══ Текст для чтения ══

Спектакль Эймунтаса Някрошюса "Вишневый сад" – зрелище столь же трудное, сколь и внятное. В самом деле, что может быть проще, чем эта, сто раз отыгранная, пережитая история: люди жили среди своего Сада, люди свой Сад – и друг друга – потеряли.

Подтексты, психология, традиции постановок – это уже сверху, второй уровень. В основе все равно притча, ясная и, в общем, беспощадная. Она не нуждается в эффектном, затмевающем ее смысл образе. Някрошюса принято считать режиссером метафоры – но он еще и режиссер притчи. Он не оставляет зрителю слишком много свободы для маневра, не играет смыслами, языками, жанрами. Отказывается от декораций, от пресловутой МХАТовской атмосферности – чтобы без экивоков и опосредований вывести зрителя один на один с тем потрясением, что несет в себе притча.

Поступь "Вишневого сада" поначалу медленна и тяжела – как тема из Первой симфонии Густава Малера "Титан", что обрамляет спектакль. Фирс (Алексей Петренко) в одиночестве на авансцене перетряхивает наряды, которые позже наденут жители поместья. Исполнитель на эту роль найден очень точно. Старый слуга все время в одиночестве, даже когда сцена полна движением. В сторонке, сам по себе, седобородый, с каким-то спрятанным лицом, что-то смиренно жующий, о чем-то все время хлопочущий – он забыт изначально.

═══

= Задания =
[a] Переведите на английский язык предложение из текста о спектакле: «Он не оставляет зрителю слишком много свободы для маневра, не играет смыслами, языками, жанрами».
[b] Выведите без изменений фрагмент текста о спектакле от слов «Спектакль Эймунтаса Някрошюса» до слов «в себе притча.» включительно.
Данные взяты из другого источника.

══ Данные ══

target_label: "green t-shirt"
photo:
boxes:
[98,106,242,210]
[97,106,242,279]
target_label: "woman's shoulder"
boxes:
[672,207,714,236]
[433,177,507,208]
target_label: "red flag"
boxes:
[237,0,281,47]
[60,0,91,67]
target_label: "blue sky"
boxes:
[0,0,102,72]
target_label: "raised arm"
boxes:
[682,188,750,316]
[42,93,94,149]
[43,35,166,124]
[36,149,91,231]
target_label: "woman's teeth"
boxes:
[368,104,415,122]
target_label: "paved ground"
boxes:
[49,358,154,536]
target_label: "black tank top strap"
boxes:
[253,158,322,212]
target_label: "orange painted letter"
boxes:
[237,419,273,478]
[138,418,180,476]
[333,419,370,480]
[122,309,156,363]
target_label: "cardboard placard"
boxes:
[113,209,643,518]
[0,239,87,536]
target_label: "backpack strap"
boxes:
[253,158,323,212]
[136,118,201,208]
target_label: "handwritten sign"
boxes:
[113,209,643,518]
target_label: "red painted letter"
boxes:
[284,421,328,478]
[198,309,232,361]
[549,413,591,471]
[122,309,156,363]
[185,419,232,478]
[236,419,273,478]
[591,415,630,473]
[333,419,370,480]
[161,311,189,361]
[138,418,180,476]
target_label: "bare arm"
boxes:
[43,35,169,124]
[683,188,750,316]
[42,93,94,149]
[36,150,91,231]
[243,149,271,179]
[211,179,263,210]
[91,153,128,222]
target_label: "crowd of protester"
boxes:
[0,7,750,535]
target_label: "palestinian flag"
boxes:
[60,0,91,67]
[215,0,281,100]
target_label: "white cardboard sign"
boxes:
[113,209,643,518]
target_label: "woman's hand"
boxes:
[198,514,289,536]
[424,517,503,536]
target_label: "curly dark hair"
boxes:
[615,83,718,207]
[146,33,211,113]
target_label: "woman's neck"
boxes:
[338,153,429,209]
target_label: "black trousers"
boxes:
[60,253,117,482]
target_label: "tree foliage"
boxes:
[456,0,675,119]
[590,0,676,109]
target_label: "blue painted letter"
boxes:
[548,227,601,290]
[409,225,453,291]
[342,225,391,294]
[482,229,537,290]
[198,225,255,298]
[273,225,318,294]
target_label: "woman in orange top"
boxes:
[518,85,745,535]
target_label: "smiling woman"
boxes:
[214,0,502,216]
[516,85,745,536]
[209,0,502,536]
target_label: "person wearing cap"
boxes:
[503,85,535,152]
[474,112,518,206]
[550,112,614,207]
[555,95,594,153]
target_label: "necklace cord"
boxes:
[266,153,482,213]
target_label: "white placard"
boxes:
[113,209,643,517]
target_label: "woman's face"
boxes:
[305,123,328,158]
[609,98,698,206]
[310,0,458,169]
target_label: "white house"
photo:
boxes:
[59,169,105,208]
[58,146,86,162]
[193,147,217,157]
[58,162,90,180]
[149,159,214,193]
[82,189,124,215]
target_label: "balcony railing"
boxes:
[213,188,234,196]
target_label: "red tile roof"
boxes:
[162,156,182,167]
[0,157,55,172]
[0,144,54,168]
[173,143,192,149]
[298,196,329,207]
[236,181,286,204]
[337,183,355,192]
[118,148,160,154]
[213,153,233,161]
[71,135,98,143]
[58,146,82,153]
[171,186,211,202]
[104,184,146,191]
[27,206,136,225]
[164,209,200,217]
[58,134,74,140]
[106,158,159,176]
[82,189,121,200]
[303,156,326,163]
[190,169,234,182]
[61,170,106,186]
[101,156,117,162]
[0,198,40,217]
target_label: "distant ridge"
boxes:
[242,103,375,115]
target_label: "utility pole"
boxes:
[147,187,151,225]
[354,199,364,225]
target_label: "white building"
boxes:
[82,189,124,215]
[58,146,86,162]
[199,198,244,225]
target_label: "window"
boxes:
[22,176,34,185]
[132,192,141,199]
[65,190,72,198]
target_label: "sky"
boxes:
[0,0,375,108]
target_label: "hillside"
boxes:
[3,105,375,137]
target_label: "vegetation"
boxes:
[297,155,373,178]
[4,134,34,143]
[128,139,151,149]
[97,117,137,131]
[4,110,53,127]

═══

= Ответы к заданиям =
[a] He does not leave the viewer too much room for maneuver and does not play with meanings, languages, or genres.

[b]
Спектакль Эймунтаса Някрошюса "Вишневый сад" – зрелище столь же трудное, сколь и внятное. В самом деле, что может быть проще, чем эта, сто раз отыгранная, пережитая история: люди жили среди своего Сада, люди свой Сад – и друг друга – потеряли.

Подтексты, психология, традиции постановок – это уже сверху, второй уровень. В основе все равно притча, ясная и, в общем, беспощадная. Она не нуждается в эффектном, затмевающем ее смысл образе. Някрошюса принято считать режиссером метафоры – но он еще и режиссер притчи. Он не оставляет зрителю слишком много свободы для маневра, не играет смыслами, языками, жанрами. Отказывается от декораций, от пресловутой МХАТовской атмосферности – чтобы без экивоков и опосредований вывести зрителя один на один с тем потрясением, что несет в себе притча.